Snuggle up: Hugs may help lower blood pressure


WASHINGTON -- A snuggle can help lower blood pressure and reduce stress, a new study suggests. Researchers theorize that a pause and cuddle suppress stress hormones and release oxytocin, a hormone associated with maternal love.

The study of 38 couples measured blood pressure, stress levels and oxytocin before and after they discussed a happy moment together, watched five minutes of a romantic film and shared a 20-second hug.

The result, according to an article in the journal Psychosomatic Medicine, was lower levels of the stress hormones cortisol and norepinephrine and higher levels of oxytocin in both men and women. Those shifts all contribute to cardiac health.

Data section:
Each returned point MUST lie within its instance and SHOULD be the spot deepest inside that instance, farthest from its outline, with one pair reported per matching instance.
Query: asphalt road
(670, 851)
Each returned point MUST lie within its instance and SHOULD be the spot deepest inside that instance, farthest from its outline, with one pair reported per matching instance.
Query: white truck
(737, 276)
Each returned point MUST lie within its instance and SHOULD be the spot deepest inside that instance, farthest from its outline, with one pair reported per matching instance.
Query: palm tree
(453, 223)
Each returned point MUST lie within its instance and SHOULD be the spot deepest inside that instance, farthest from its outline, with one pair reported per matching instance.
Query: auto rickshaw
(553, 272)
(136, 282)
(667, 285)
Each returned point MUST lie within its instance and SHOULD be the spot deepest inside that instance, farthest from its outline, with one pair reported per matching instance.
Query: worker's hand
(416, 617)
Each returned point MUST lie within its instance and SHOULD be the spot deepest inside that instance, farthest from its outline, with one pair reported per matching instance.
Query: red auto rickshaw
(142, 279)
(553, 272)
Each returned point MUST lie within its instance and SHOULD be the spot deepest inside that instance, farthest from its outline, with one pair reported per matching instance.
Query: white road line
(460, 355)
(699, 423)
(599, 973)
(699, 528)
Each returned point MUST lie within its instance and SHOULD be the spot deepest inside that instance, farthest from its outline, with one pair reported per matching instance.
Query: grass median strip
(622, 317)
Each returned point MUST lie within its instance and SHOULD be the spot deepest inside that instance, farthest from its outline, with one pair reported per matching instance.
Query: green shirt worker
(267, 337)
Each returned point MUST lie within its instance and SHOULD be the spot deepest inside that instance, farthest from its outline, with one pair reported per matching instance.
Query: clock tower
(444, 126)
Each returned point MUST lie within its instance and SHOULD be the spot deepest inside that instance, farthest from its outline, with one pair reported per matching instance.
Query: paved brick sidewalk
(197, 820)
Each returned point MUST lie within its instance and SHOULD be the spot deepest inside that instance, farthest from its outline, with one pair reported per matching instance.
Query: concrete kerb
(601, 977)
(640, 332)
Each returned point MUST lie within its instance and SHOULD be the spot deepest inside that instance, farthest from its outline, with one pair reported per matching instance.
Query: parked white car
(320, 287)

Required work:
[1] Answer from the article on hugs and blood pressure:
(a) How many couples took part in the study?
(b) In which journal did the article on the results appear?
(c) Which two stress hormones fell to lower levels?
[2] Pick up the hugs and blood pressure article after its final sentence and write a few more paragraphs.

Exercise answers:
[1]
(a) 38 couples.
(b) Psychosomatic Medicine.
(c) Cortisol and norepinephrine.

[2]
Women were found to be more responsive to warm partner contact. Dr. Karen Grewen, a psychiatrist at the University of North Carolina at Chapel Hill and lead researcher, said oxytocin and the female reproductive hormone estrogen are closely related, which may be why women were more responsive than men were.

The researchers theorized that beneficial hormonal shifts stimulated by mellow romance are a health benefit of marriage. Conversely, the shifts may help explain why divorce is linked to increased mortality.

While the sample size was adequate to show a role for oxytocin, it was too small to suggest causation, Grewen said. The study also lacked a control group.